[WRITTEN TASK] Format the lines below as a numbered list, omitting any blank lines. Leave the pictures out of your answer.

________________________

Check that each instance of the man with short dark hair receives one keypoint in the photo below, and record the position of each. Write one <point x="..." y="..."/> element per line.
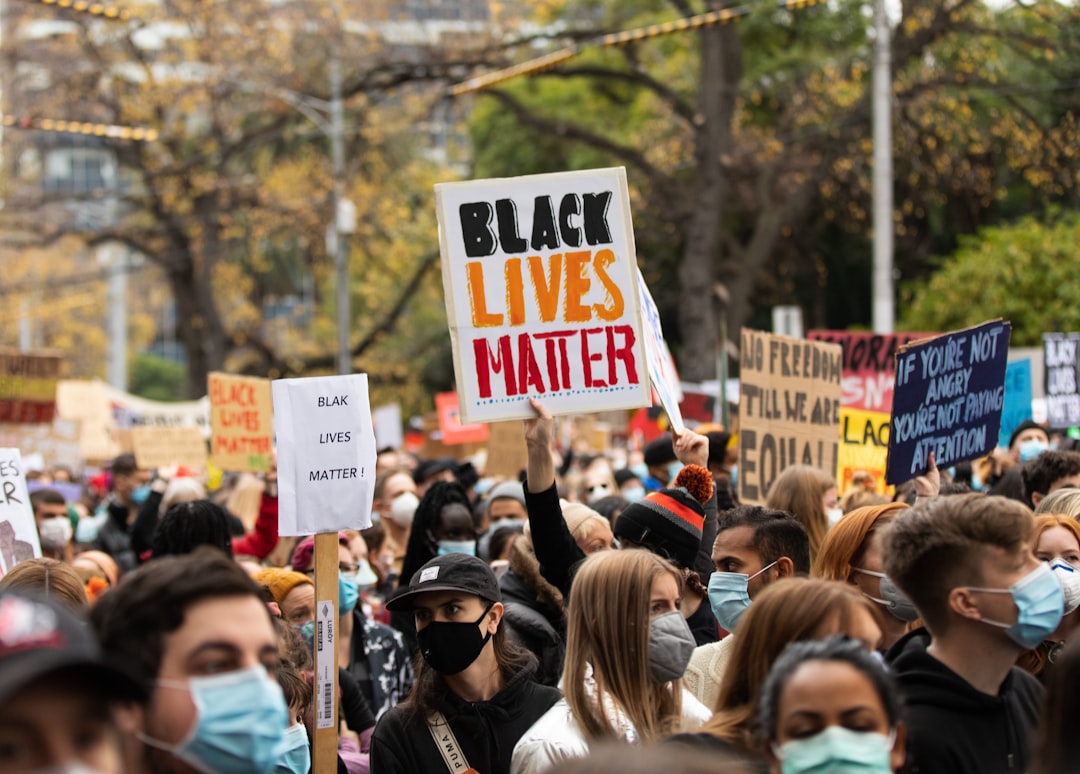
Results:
<point x="1050" y="472"/>
<point x="966" y="561"/>
<point x="130" y="489"/>
<point x="754" y="547"/>
<point x="194" y="627"/>
<point x="54" y="524"/>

________________________

[EXERCISE OUTPUT]
1. Check that each instance of the man with short dark hair receives one keypoint in the photo below, and record the position of each. Write one <point x="..." y="..."/> element per line.
2. Results:
3. <point x="1050" y="472"/>
4. <point x="966" y="561"/>
5. <point x="130" y="489"/>
6. <point x="754" y="547"/>
7. <point x="194" y="627"/>
8. <point x="54" y="524"/>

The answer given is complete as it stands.